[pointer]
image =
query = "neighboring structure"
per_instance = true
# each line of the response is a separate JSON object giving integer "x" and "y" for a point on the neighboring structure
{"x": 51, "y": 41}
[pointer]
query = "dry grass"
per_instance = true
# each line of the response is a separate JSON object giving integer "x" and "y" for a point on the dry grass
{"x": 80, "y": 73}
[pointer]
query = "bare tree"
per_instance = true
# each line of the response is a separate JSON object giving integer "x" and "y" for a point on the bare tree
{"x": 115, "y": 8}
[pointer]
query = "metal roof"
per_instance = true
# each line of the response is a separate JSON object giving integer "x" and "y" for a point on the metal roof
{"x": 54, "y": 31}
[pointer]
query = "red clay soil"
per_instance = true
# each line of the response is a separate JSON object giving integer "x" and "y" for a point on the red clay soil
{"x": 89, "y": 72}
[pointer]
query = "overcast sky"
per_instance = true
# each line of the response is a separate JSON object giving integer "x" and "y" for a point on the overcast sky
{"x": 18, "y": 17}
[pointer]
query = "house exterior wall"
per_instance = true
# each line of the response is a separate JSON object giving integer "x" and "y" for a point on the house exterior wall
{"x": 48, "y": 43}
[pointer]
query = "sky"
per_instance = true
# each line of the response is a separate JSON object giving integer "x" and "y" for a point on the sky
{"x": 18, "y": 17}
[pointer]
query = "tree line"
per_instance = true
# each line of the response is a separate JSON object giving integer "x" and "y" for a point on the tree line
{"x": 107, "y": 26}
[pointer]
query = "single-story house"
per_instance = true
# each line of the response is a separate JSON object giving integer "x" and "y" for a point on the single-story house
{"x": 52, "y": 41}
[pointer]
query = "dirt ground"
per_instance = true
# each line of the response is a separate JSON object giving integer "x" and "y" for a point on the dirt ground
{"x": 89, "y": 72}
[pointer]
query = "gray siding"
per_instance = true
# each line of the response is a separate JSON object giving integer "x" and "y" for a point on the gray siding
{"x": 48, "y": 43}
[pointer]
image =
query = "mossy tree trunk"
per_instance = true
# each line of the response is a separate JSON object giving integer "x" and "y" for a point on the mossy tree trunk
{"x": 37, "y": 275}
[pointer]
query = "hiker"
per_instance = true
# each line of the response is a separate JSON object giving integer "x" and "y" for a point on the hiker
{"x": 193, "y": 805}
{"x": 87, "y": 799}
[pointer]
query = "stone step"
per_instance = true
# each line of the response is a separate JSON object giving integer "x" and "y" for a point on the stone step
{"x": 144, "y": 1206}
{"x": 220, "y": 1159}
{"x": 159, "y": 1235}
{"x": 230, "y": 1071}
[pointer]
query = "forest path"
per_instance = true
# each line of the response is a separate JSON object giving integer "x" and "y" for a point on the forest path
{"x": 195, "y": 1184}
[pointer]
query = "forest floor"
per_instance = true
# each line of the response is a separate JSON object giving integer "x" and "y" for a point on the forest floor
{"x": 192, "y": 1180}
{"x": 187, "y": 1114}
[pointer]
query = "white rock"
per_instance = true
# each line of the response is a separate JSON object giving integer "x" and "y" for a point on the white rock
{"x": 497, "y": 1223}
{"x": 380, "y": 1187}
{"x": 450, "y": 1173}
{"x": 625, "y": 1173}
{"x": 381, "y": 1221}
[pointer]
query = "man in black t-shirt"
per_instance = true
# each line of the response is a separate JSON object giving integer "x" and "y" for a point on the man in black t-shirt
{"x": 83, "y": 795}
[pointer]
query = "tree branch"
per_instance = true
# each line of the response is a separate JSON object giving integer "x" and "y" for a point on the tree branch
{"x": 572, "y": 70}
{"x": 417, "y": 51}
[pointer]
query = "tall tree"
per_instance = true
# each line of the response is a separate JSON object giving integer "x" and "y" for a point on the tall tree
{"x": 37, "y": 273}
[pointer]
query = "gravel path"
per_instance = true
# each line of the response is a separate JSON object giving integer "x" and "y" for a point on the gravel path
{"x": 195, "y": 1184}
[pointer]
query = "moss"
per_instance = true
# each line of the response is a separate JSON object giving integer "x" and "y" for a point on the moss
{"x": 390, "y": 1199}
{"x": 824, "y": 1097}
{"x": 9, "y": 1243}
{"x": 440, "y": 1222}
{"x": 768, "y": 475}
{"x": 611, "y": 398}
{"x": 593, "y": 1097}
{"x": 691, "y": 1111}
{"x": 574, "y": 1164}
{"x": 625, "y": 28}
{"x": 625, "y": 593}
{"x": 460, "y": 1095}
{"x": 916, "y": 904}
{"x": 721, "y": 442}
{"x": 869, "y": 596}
***
## [TASK REQUIREMENTS]
Reproduce the material in full, keeping every line exactly as given.

## [EXPECTED OUTPUT]
[pointer]
image =
query = "neighboring structure"
per_instance = true
# each line of the response is a separate JSON object giving integer "x" and "y" for a point on the neighboring structure
{"x": 51, "y": 41}
[pointer]
query = "dry grass"
per_instance = true
# each line of the response is a separate JSON object giving integer "x" and "y" for a point on the dry grass
{"x": 80, "y": 73}
[pointer]
query = "bare tree"
per_instance = true
# each line of the response is a separate JSON object giving integer "x" and "y" for a point on the bare tree
{"x": 115, "y": 8}
[pointer]
query = "metal roof"
per_instance = true
# each line of the response is a separate JSON object giving integer "x" and "y" for a point on the metal roof
{"x": 54, "y": 31}
[pointer]
query = "red clay soil"
per_instance = true
# each line of the response is a separate JSON object giving integer "x" and "y" for a point on the red clay soil
{"x": 89, "y": 72}
[pointer]
query = "overcast sky"
per_instance = true
# each line of the response is a separate JSON object giving integer "x" and "y" for a point on the overcast sky
{"x": 18, "y": 17}
[pointer]
query = "house exterior wall"
per_instance = true
# each line of the response is a separate JSON object giving integer "x" and "y" for a point on the house exterior wall
{"x": 48, "y": 43}
[pointer]
query = "sky"
per_instance = true
# each line of the response is a separate JSON object giving integer "x" and "y" for a point on the sky
{"x": 18, "y": 17}
[pointer]
query = "tree line"
per_instance = true
# each line of the response is a separate JSON object giving integer "x" and "y" for a point on the tree line
{"x": 107, "y": 26}
[pointer]
query = "single-story house"
per_instance = true
# each line of the response is a separate JSON object giving integer "x" and "y" for a point on the single-story house
{"x": 52, "y": 41}
[pointer]
query = "dirt ground"
per_instance = true
# each line of the response is a separate JSON object giving integer "x" and "y" for a point on the dirt ground
{"x": 89, "y": 72}
[pointer]
query = "gray siding"
per_instance = true
# each line of the response is a separate JSON object giving integer "x" and "y" for a point on the gray siding
{"x": 48, "y": 43}
[pointer]
image =
query = "mossy tree trunk"
per_instance = true
# each line of the response is a separate JSON object giving integer "x" and "y" for a point on the mossy tree trunk
{"x": 37, "y": 275}
[pointer]
query = "hiker"
per_instance = true
# each line of the response is a separate JSON object giving integer "x" and "y" for a point on the hiker
{"x": 193, "y": 805}
{"x": 87, "y": 799}
[pointer]
query = "stone step"
per_instance = true
# each line of the response is a separate JSON object giving integer "x" and "y" for a point on the stone step
{"x": 144, "y": 1206}
{"x": 220, "y": 1159}
{"x": 159, "y": 1235}
{"x": 230, "y": 1071}
[pointer]
query = "forest path"
per_instance = true
# each line of the response is a separate JSON object giving integer "x" and "y" for a point on the forest path
{"x": 195, "y": 1184}
[pointer]
query = "forest floor"
per_instance = true
# each line of the response is a separate JSON object giving integer "x" and "y" for a point on the forest floor
{"x": 192, "y": 1180}
{"x": 187, "y": 1114}
[pointer]
query = "white rock"
per_instance = true
# each line of the response is a separate JSON object giving integer "x" and "y" for a point on the white rock
{"x": 497, "y": 1223}
{"x": 380, "y": 1187}
{"x": 450, "y": 1173}
{"x": 625, "y": 1173}
{"x": 381, "y": 1221}
[pointer]
query = "man in black t-shirt"
per_instance = true
# each line of the response is a separate JSON object giving integer "x" and "y" for a point on the man in black t-shirt
{"x": 83, "y": 795}
[pointer]
query = "tree branch"
per_instance = true
# each line of the response is a separate JSON object giving integer "x" and "y" for a point on the tree branch
{"x": 572, "y": 70}
{"x": 417, "y": 51}
[pointer]
query = "tall tree"
per_instance = true
# each line of the response is a separate JSON object giving integer "x" and "y" for a point on the tall tree
{"x": 37, "y": 273}
[pointer]
query = "gravel path"
per_instance = true
# each line of the response is a separate JSON object giving integer "x" and "y" for a point on the gravel path
{"x": 195, "y": 1184}
[pointer]
query = "moss"
per_instance = true
# each line of the response is a separate JSON object giving integer "x" and "y" for a point on the moss
{"x": 390, "y": 1199}
{"x": 824, "y": 1097}
{"x": 9, "y": 1243}
{"x": 440, "y": 1222}
{"x": 768, "y": 475}
{"x": 611, "y": 398}
{"x": 593, "y": 1097}
{"x": 691, "y": 1111}
{"x": 574, "y": 1164}
{"x": 625, "y": 28}
{"x": 625, "y": 593}
{"x": 460, "y": 1095}
{"x": 916, "y": 904}
{"x": 721, "y": 442}
{"x": 869, "y": 596}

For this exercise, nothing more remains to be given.